WHAT IS EXPECTED ▸ Set down exactly, from the records below, the line with "of the overcast" through the line with "Target: steel beam", and nothing else.
*** Opening INPUT RECORDS ***
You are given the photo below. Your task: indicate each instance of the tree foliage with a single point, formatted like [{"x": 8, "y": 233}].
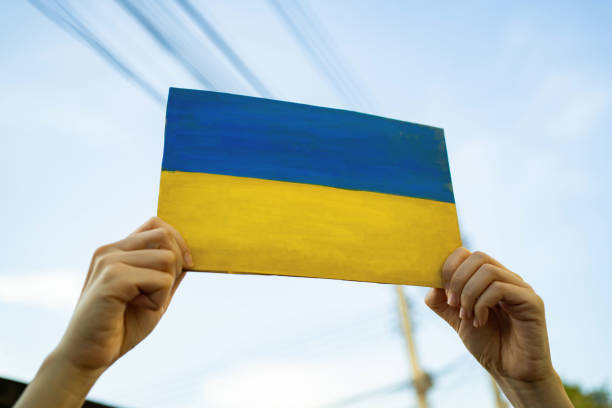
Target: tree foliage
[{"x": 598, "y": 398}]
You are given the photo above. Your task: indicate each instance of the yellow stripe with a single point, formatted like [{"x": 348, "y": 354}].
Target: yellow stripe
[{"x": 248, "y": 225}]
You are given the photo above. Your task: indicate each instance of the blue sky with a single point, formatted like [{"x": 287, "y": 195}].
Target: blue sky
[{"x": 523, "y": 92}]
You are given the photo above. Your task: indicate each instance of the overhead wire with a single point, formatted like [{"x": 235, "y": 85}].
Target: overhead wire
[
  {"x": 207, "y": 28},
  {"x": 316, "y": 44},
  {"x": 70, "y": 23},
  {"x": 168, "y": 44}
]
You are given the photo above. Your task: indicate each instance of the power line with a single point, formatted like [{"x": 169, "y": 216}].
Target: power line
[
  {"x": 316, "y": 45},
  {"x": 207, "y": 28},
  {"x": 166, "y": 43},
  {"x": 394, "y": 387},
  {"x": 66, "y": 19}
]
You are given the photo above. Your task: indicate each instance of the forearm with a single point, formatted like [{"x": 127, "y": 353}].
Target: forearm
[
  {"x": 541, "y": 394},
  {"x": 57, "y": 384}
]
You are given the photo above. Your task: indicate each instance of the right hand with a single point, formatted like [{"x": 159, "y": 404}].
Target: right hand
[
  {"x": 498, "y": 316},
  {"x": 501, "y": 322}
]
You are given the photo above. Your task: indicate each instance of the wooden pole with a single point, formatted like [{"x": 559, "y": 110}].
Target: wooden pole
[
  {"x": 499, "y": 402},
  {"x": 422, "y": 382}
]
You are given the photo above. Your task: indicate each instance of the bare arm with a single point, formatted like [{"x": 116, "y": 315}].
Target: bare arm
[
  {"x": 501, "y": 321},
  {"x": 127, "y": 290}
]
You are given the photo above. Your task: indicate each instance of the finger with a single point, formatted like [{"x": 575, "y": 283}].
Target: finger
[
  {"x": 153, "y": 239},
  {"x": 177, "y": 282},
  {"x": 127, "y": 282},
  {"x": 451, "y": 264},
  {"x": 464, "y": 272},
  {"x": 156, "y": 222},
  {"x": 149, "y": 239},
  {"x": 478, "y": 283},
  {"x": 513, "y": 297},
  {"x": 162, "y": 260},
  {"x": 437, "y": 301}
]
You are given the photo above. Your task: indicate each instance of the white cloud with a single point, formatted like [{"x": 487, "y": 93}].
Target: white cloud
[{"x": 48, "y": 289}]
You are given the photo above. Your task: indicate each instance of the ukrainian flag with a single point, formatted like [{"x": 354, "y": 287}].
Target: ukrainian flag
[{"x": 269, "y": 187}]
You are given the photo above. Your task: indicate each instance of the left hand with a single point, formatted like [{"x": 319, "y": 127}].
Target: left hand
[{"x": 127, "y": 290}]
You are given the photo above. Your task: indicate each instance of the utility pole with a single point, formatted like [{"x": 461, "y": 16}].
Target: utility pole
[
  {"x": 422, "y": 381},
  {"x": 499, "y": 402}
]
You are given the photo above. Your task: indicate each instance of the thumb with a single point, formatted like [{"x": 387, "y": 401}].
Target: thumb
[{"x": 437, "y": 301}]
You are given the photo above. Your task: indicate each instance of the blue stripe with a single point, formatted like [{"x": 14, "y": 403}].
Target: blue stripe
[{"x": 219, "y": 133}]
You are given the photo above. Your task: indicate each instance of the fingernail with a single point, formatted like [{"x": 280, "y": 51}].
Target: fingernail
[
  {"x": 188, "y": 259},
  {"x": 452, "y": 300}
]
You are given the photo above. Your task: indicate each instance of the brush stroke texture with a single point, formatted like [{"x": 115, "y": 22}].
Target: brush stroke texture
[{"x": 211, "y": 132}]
*** Closing INPUT RECORDS ***
*** Opening INPUT RECORDS ***
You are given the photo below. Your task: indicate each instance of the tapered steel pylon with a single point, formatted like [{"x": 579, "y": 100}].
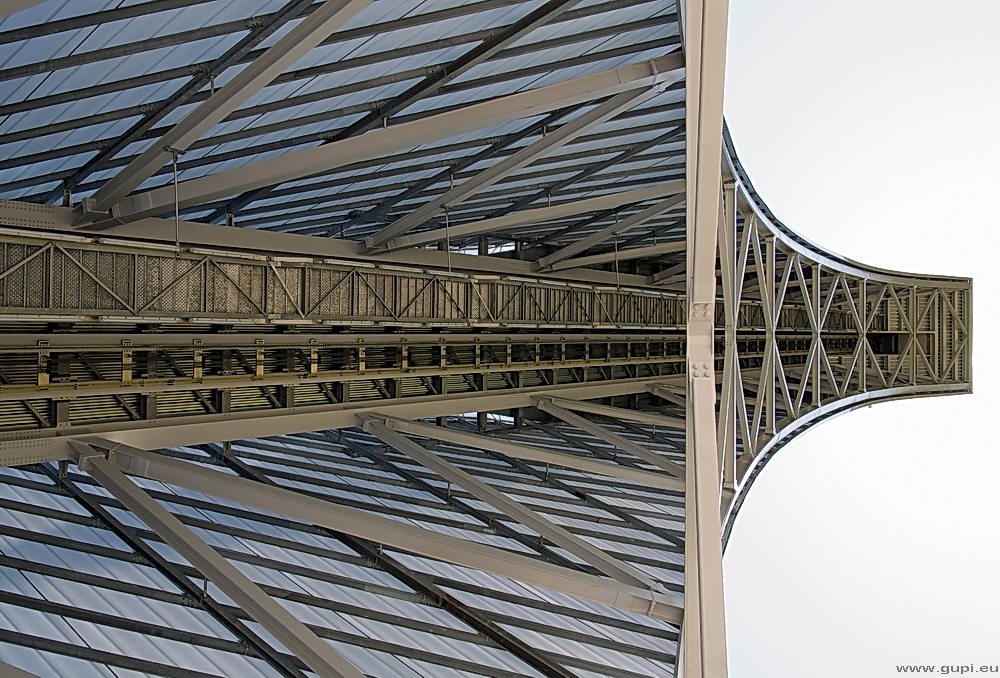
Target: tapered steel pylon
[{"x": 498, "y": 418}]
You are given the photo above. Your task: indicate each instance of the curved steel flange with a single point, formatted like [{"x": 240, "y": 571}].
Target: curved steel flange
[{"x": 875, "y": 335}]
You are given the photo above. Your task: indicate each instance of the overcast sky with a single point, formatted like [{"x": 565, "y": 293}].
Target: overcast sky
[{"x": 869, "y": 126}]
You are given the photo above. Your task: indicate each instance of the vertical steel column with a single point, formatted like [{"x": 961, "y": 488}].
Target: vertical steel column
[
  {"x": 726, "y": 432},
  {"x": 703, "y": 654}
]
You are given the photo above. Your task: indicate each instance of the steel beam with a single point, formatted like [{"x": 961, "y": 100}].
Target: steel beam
*** Closing INPUT RECORDS ***
*** Opening INPUT RECORDS ***
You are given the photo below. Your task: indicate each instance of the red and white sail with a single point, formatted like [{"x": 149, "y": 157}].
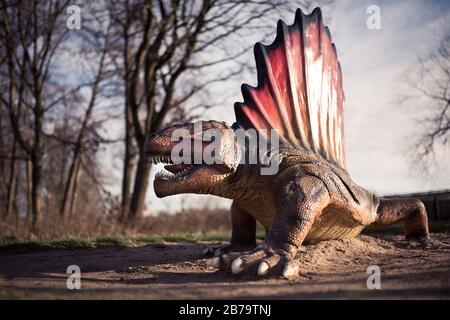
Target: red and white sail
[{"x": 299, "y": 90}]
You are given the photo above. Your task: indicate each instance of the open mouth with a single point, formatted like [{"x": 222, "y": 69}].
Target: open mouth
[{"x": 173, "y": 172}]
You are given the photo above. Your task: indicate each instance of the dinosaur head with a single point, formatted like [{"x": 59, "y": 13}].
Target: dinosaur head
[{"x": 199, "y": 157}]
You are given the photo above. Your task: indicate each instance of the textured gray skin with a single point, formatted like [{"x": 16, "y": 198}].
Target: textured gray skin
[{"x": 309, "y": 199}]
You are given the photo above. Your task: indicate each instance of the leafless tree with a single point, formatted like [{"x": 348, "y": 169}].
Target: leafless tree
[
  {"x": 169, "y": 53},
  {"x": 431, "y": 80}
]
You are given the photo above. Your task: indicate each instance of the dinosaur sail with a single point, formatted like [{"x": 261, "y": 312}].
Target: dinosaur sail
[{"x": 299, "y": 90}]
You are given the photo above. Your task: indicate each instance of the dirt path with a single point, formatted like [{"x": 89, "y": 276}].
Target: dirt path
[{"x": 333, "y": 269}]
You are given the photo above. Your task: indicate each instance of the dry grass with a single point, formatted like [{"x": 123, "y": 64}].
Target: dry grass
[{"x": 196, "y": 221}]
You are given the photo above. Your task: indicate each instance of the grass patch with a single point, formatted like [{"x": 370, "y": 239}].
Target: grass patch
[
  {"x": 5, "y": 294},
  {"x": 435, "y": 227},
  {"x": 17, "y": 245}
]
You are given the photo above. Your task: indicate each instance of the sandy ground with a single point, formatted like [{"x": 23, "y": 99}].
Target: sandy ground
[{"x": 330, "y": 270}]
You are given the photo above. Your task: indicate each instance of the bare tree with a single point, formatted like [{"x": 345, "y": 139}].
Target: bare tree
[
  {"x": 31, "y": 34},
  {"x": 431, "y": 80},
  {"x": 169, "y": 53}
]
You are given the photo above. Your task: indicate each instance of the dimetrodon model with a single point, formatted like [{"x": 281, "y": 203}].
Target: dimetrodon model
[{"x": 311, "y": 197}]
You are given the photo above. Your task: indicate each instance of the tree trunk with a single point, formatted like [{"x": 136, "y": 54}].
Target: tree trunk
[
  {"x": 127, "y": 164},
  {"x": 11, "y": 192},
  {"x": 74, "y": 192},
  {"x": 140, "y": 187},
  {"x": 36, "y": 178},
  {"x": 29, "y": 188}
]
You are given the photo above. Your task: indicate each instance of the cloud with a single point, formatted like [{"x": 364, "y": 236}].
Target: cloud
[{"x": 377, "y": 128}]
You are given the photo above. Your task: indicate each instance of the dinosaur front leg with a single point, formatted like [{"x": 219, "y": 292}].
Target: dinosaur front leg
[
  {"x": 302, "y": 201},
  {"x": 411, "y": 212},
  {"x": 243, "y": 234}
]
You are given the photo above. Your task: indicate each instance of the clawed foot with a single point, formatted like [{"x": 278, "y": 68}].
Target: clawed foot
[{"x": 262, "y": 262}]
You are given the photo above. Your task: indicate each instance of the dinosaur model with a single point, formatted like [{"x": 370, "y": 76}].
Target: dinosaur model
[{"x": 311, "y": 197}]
*** Closing INPUT RECORDS ***
RESULT OF THE TASK ▸
You are given the photo above. Your task: indicate each instance of the overcast sky with a single point, formatted like [{"x": 565, "y": 293}].
Target: overcast sky
[{"x": 869, "y": 126}]
You are given the photo above. Your task: indicate each instance of the vertical steel column with a single point, formatted like [{"x": 961, "y": 488}].
Target: vertical steel column
[
  {"x": 726, "y": 432},
  {"x": 703, "y": 654}
]
You are given the photo above. Your task: indicate each instance of the steel beam with a single point, formatted like [{"x": 961, "y": 100}].
Target: steel beam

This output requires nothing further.